| Exercise instructions |
Copy the records from the line containing "Q: For every instance of the crowd" through the end of the records, both ends included. Keep every line as it is, except multiply each point coordinate listed after an "A:" by 0.9 and round it to a whole number, rounding halves up, while leaving the sample coordinates unchanged.

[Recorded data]
* * * *
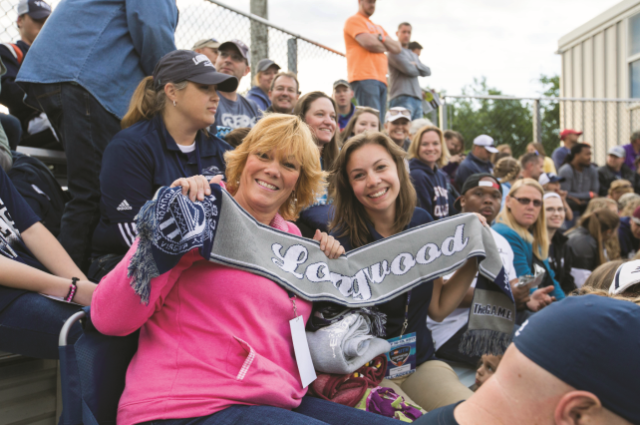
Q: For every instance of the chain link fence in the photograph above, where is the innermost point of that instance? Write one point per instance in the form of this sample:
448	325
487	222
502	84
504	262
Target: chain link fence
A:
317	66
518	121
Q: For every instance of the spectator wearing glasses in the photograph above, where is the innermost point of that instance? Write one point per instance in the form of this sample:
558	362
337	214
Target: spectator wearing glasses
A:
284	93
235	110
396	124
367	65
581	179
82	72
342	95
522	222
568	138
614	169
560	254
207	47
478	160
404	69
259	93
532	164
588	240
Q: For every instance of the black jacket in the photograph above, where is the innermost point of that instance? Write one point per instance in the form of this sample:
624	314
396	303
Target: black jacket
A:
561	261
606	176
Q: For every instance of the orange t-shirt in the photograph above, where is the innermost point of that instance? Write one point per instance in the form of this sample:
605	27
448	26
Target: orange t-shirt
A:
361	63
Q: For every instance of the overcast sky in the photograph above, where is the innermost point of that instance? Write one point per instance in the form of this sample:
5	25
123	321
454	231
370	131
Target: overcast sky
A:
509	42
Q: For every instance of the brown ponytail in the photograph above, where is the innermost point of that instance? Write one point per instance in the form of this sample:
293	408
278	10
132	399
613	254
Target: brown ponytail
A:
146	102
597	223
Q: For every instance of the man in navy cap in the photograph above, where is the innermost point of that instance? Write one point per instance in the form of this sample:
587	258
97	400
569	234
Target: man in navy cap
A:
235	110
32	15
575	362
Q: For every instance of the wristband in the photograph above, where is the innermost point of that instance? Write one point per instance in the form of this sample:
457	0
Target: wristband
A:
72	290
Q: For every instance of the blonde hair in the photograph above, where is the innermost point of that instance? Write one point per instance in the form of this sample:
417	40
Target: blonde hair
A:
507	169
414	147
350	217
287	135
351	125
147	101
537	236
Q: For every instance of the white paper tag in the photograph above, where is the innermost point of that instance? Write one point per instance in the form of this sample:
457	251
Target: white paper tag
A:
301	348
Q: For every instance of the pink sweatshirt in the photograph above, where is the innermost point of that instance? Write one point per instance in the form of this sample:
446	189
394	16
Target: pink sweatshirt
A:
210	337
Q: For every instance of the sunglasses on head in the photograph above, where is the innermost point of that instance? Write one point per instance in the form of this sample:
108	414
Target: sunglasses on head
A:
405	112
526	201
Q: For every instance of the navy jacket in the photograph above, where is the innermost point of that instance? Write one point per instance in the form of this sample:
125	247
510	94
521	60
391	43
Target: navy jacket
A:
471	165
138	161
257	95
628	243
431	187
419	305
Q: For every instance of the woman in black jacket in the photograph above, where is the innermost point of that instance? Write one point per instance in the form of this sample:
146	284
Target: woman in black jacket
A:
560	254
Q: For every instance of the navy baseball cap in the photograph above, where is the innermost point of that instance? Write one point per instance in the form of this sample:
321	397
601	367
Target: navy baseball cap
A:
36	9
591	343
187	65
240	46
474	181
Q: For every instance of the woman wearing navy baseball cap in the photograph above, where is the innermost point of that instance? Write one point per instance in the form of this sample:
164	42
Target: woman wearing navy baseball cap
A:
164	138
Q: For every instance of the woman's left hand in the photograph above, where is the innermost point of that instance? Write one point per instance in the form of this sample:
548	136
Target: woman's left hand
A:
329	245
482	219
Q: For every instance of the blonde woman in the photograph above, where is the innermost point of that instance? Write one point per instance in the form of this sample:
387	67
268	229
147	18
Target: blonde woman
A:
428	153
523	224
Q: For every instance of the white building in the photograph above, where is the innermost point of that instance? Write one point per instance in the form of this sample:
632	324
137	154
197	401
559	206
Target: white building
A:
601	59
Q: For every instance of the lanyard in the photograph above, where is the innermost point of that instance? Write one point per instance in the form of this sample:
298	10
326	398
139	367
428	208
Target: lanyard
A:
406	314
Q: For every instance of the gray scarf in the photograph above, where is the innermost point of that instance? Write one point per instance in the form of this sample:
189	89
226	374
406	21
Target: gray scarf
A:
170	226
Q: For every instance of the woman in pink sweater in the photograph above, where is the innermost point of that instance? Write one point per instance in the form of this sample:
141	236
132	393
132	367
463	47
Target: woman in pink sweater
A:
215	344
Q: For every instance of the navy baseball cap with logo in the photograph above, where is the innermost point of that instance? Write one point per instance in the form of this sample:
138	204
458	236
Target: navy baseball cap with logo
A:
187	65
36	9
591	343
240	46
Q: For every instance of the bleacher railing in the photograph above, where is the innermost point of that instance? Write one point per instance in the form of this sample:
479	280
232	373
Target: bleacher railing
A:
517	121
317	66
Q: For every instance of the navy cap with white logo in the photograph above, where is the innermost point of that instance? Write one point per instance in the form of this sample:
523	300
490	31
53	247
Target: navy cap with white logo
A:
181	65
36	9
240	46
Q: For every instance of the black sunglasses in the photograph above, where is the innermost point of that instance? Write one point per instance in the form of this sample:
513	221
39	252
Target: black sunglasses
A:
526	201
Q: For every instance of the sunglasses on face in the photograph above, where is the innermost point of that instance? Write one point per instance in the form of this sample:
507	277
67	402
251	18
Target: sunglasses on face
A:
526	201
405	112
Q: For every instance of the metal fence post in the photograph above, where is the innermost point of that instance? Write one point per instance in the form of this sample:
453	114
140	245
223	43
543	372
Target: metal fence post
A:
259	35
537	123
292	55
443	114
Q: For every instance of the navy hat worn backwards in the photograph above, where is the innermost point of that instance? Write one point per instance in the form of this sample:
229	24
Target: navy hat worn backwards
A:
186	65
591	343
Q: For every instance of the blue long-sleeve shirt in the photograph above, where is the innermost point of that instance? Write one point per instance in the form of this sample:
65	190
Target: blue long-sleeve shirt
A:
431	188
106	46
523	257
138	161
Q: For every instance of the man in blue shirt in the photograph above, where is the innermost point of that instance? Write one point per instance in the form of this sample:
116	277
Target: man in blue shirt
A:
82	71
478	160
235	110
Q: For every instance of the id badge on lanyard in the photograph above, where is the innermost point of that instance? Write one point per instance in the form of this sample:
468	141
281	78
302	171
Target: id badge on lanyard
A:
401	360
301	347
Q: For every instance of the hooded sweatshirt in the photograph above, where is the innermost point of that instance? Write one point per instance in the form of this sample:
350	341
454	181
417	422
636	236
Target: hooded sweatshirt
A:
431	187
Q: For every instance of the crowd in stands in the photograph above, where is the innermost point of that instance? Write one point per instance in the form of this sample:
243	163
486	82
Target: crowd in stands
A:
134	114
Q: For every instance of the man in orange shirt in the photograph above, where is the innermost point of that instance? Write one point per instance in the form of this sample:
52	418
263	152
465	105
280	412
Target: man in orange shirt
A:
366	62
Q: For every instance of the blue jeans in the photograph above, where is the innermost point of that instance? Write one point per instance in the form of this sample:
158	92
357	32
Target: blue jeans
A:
* * * *
| Written response |
Q: For every instance of the crowd in stands in the photograph above, where is the innermost point of that instance? Write one point per instance in the form of this sample:
243	163
486	82
Target: crowd in stands
A:
121	103
Q: For every instance of the man in orange shirt in the photograph above, where is the innermost point of that instance? Write one point per instance in the form of this sample:
52	418
263	152
465	105
280	412
Target: man in orange shirt
A:
329	56
Q: For every instance of the blue jeans in the photograph above, where is the innermost point of that instance? Write one point per instance in the form of this sample:
158	92
357	32
Target: blue jeans
A:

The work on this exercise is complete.